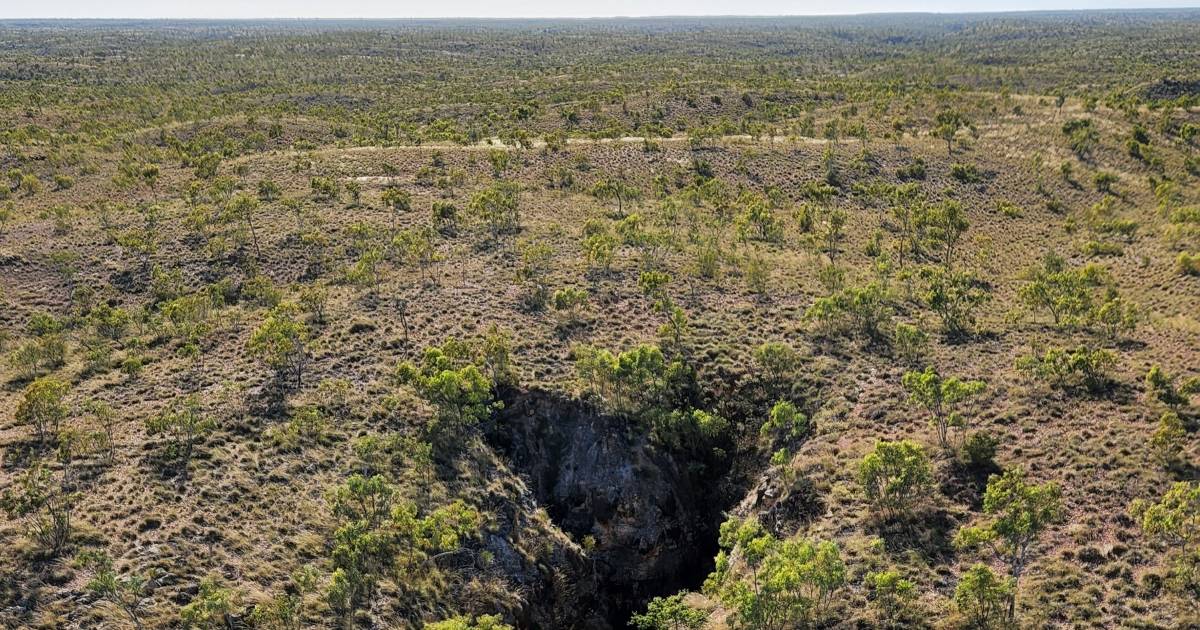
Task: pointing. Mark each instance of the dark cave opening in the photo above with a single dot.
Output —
(653, 519)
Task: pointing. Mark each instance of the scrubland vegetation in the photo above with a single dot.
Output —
(874, 322)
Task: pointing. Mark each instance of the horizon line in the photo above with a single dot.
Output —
(612, 17)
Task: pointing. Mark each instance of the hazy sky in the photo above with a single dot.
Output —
(429, 9)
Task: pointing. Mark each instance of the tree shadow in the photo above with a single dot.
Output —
(929, 533)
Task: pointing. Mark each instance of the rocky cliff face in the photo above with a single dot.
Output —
(647, 526)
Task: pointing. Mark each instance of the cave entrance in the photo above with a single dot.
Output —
(649, 522)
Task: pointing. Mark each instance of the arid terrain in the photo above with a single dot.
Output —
(876, 322)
************
_Stated problem_
Revise all the records above, changing every "single dot" to "single point" and keeping everything else identical. Leave the picture out of your version.

_Task output_
Task: pointing. Mark each instance of the dark cave opening in the photo above with a single point.
Output —
(653, 519)
Task: pointing. Mark each instance of the scrubland vegetation in the photo above with a single point.
Output —
(874, 322)
Task: pointing. Mark each instance of the horizon line in the photo above with a single point.
Output —
(612, 17)
Task: pointing. Mark each instance of the hazy sky in the photo above with a single point.
Output —
(429, 9)
Task: pointing. Mark each instance of the tree shadow in the photo above with a single point.
Output —
(929, 533)
Task: pointing. Mark each instance of the rocky cliff face in the photo above with a single point.
Output —
(647, 526)
Task: pointing. Mark each instance of the cave entrance in the photo above with a single point.
Output —
(649, 522)
Task: pointing. Mark each instance of the arid terrain in the photo above with a single point.
Output —
(876, 322)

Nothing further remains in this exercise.